SHORT EXERCISE — Copy out all of the listing below, requests included, and increase every bounding box coordinate in the answers by 74. Keep the numbers in the requests as they are, including the sample coordinates, and leave out the pictures.

DATA SUPPLIED —
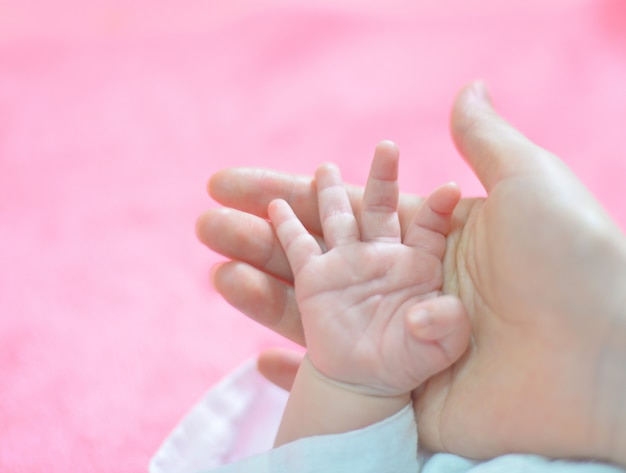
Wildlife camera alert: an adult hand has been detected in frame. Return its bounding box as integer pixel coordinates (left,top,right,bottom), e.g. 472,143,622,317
198,83,626,465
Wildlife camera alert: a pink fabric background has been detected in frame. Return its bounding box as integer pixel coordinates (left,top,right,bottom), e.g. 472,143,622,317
0,0,626,473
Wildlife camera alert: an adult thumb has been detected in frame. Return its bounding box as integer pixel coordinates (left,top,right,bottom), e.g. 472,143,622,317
450,81,545,192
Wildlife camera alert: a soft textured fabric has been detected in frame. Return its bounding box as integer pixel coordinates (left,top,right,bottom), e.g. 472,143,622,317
150,361,625,473
0,0,626,473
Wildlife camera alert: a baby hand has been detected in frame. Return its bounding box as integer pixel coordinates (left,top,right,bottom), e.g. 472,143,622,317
268,147,469,396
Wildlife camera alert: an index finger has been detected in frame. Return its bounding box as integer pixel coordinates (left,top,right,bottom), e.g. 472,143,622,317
207,168,423,235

RESULT BELOW —
Wildlife camera alert: an adult hand has been detected in frame. Return its bounding box as integer pixel coordinates (left,top,right,bottom), e.g. 472,143,622,317
272,157,700,539
Wildlife camera alert: a pink fabric background has been detected in frame. Return its bounding box as integer pixel coordinates (left,top,right,bottom), e.g. 472,143,622,317
74,74,700,547
Wildlife camera alert: an adult thumb has been detected in frame. Return its bounding box as integer pixel coordinates (left,top,right,bottom), e.g. 472,143,622,317
524,155,619,266
Wildlife camera alert: a soft textured fabric has been detected in frame. Return its bounding box as integer pixel coordinates (left,top,right,bottom), e.g. 472,143,622,317
224,435,699,547
74,74,700,547
Wildlife camera alert: a baby hand has been detected in frame. Return its bounding box as integer pixel coordinates (left,top,right,bottom), e.g. 472,143,622,317
342,221,543,470
Wildlife camera alert: an index finger has been detected in frame. Return its bounding box as integer pixel coordinates (left,top,right,bottom), e.g. 472,143,622,317
281,242,497,309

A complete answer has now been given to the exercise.